(The data)
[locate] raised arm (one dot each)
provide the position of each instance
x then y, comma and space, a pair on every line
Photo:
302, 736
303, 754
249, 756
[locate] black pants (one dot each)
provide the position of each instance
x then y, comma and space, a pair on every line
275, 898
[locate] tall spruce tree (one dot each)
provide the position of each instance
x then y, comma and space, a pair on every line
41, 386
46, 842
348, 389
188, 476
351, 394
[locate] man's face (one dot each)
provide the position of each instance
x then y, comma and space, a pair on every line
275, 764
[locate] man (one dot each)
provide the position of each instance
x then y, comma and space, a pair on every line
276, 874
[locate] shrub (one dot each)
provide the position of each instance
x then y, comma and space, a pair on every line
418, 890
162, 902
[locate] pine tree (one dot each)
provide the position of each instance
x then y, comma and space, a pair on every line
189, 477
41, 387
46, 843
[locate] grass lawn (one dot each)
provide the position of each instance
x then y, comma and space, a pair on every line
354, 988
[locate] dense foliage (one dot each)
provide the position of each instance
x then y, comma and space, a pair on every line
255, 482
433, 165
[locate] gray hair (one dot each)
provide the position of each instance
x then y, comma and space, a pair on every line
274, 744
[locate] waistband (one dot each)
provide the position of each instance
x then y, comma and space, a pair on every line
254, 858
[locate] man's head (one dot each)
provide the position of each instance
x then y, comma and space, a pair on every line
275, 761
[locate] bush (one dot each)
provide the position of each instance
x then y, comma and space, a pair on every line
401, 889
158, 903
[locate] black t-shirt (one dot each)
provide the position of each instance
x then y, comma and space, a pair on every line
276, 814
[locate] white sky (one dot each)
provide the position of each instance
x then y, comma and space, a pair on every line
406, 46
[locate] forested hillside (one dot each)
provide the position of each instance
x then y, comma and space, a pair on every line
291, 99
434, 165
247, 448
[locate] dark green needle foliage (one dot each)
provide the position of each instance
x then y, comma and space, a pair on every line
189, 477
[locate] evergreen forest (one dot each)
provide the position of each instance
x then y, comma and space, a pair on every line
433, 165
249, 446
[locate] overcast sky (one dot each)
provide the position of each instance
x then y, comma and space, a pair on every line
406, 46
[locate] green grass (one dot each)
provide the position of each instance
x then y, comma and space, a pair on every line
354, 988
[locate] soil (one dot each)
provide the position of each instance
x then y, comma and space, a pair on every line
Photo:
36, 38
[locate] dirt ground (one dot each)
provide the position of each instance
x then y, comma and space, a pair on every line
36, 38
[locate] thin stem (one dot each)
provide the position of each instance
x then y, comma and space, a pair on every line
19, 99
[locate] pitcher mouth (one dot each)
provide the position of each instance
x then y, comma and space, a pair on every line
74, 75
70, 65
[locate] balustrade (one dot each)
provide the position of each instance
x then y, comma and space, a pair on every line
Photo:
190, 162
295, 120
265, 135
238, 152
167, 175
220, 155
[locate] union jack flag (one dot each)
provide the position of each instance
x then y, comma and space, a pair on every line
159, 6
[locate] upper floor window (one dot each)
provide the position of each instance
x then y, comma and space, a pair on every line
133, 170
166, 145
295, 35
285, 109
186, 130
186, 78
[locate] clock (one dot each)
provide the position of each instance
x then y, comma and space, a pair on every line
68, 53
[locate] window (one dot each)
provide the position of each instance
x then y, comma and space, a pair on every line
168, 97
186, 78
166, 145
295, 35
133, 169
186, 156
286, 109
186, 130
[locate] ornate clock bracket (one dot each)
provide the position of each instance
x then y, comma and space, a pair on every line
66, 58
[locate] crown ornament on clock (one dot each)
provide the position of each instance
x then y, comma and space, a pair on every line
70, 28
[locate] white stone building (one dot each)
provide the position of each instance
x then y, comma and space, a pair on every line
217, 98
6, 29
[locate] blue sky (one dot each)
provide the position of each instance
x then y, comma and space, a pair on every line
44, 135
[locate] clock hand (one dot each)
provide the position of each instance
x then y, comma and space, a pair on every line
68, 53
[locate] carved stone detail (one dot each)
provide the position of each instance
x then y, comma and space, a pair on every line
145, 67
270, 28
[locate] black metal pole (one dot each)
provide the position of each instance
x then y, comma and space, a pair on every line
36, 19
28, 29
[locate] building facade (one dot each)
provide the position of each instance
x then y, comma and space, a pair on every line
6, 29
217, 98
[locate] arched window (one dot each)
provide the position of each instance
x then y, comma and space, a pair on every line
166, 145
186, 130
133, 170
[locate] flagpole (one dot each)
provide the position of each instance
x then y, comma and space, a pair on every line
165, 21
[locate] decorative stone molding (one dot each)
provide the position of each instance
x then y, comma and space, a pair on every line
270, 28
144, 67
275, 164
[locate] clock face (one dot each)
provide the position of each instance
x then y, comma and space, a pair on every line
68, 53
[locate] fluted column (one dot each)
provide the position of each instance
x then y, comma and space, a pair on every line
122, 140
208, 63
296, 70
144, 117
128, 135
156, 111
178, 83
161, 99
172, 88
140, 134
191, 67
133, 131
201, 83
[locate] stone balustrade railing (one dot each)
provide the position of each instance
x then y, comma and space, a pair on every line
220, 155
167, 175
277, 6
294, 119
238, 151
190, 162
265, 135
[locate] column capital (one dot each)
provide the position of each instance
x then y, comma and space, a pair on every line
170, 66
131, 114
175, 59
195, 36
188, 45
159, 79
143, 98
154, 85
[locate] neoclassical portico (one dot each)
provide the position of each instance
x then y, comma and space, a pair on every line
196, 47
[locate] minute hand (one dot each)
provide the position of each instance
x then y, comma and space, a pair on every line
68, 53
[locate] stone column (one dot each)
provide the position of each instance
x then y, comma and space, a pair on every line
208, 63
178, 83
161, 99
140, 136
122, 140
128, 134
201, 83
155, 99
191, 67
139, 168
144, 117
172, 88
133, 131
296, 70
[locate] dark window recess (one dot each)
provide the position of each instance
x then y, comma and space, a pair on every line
(End The data)
● Required work
Your response must repeat the entries above exactly, in full.

● Finished task
[locate] raised arm (one dot each)
provide the position of each instance
x then y, comma and space, a pair on every line
Photo:
302, 736
303, 754
249, 756
[locate] black pants (one dot each)
provide the position of each instance
x then y, comma and space, a pair on every line
275, 898
[locate] tall spruce tree (one dot each)
provide the position of each instance
x then y, comma and space, a pair on every line
41, 386
46, 842
348, 389
188, 476
351, 394
[locate] man's face (one dot each)
provide the position of each instance
x then y, comma and space, a pair on every line
275, 764
[locate] man (one dot each)
provide the position of each instance
x then y, comma and space, a pair on every line
276, 874
[locate] shrub (one dot each)
provide the position of each instance
x then y, comma and space, a pair on every line
418, 890
162, 902
[locate] pine tree (one dot each)
provide the position of each instance
x then y, comma and space, a pair on every line
189, 477
41, 387
46, 843
[locate] grass lawn (one dot each)
provide the position of each instance
x then y, comma and space, a pair on every line
354, 988
[locate] dense foliage (one dot each)
provide the position of each instance
x then y, comma and space, a pair on every line
255, 482
433, 165
[locate] gray hair (one dot each)
provide the position of each instance
x then y, comma and space, a pair on every line
274, 744
[locate] waistband (one dot each)
provide the position of each instance
x then y, comma and space, a pair on every line
254, 858
[locate] man's head (one dot each)
provide the position of each instance
x then y, comma and space, a pair on every line
275, 761
[locate] bush (one dot each)
provide the position of each instance
x then y, comma and space, a pair on every line
401, 889
158, 903
[locate] black t-shirt (one dot each)
provide the position of each instance
x then y, comma and space, a pair on every line
276, 814
[locate] white sky (one dot each)
provide the position of each instance
x then y, comma and space, a pair on every line
406, 46
[locate] forested hillside (one dot each)
provide the position of each instance
x then y, comma and space, a pair on every line
291, 99
434, 165
247, 448
[locate] dark green needle foliage (one dot each)
provide the position of each instance
x then y, comma and space, a pair on every line
189, 477
[locate] evergreen forest (one dot each)
provide the position of each instance
x then y, comma and space, a pair on every line
433, 165
249, 446
[locate] overcast sky (one dot each)
provide the position of each instance
x then y, comma and space, a pair on every line
406, 46
[locate] green grass (one dot each)
provide the position of each instance
x then y, comma and space, a pair on every line
354, 988
[locate] soil (one dot each)
provide the position of each instance
x then y, comma and space, a pair on every line
Photo:
36, 38
[locate] dirt ground (one dot each)
provide the position of each instance
x then y, comma and space, a pair on every line
36, 38
[locate] thin stem (one dot each)
provide the position of each instance
x then y, comma and space, a pair on every line
19, 99
[locate] pitcher mouth (one dot each)
provide the position of each instance
x then y, comma and space, a pair on every line
74, 75
70, 65
[locate] balustrade (one dot each)
provide the position of each instance
x then y, comma and space, a pair on every line
Photo:
190, 162
295, 120
265, 135
238, 152
167, 175
220, 155
[locate] union jack flag (one dot each)
provide the position of each instance
x then y, comma and space, a pair on every line
159, 6
[locate] upper floor window (one dot each)
provide the position of each instance
x then y, comma and space, a pair on every line
133, 170
166, 145
295, 35
285, 109
186, 130
186, 78
[locate] clock (one dot each)
provide the position of each instance
x then y, comma and space, a pair on every line
68, 53
[locate] window (one dot each)
provide the position of each instance
x then y, comma and space, a pair on every line
168, 97
186, 78
166, 145
295, 35
133, 169
186, 156
286, 109
186, 130
[locate] ornate clock bracket (one dot each)
provide the position of each instance
x then y, comma and space, a pair on every line
66, 58
[locate] crown ornament on clock (one dot each)
provide the position of each instance
x then y, comma and space, a pair on every line
70, 28
[locate] white stone building (one dot each)
provide the position of each instance
x then y, comma and space, a pair on every line
217, 98
6, 29
[locate] blue sky (one dot each)
provide the position of each instance
x then y, comma and space, a pair on every line
44, 135
[locate] clock hand (one dot each)
provide the position of each instance
x then y, comma and space, a pair on every line
68, 53
[locate] carved stone detail (one dot each)
provide the position of each instance
x then y, comma and space, a pair on every line
145, 67
270, 28
[locate] black metal pole (one dot each)
provide the position of each instance
x then y, comma and space, a pair on every line
36, 19
28, 29
[locate] building facade (one dot each)
provide the position of each instance
x then y, comma and space, a pair on every line
6, 29
217, 98
[locate] arched window (one dot each)
provide the position of each instance
x then y, comma and space, a pair on every line
166, 145
186, 130
133, 170
[locate] flagpole (one dot each)
provide the position of each instance
x then y, comma and space, a pair on every line
165, 21
[locate] decorative stone molding (one dot each)
provide the position of each instance
x then y, comma and space, a pair on every line
270, 28
144, 67
275, 164
[locate] clock face (one dot each)
provide the position of each instance
x then y, comma and space, a pair on every line
68, 53
[locate] fluted column (one dot each)
provide the position of each instance
x then y, comma and space, a pair on every line
122, 140
208, 63
296, 70
144, 117
128, 135
156, 111
178, 83
161, 99
172, 88
140, 134
191, 67
133, 131
201, 83
[locate] stone balustrade railing (one dot each)
provide the position of each instance
x then y, comma and space, a pair on every line
220, 155
167, 175
277, 6
294, 119
238, 151
190, 162
265, 135
[locate] column capital (one dot each)
provide the position of each instance
x then y, comma and space, a pair on every line
170, 66
131, 114
175, 59
195, 36
188, 45
159, 79
143, 98
154, 85
[locate] neoclassical portico (one dot each)
provide the position of each instance
x then y, comma and space, a pair on every line
196, 47
[locate] minute hand (one dot each)
provide the position of each instance
x then y, comma and space, a pair on every line
68, 53
[locate] stone column (one dot each)
provide the position of each instance
x then y, comma and space, a pair on every line
208, 63
178, 83
161, 99
140, 136
122, 140
128, 134
201, 83
155, 99
191, 67
139, 168
144, 117
172, 88
133, 131
296, 70
[locate] dark window recess (one dot each)
provide the position of each instance
x then y, comma and space, a pair on every line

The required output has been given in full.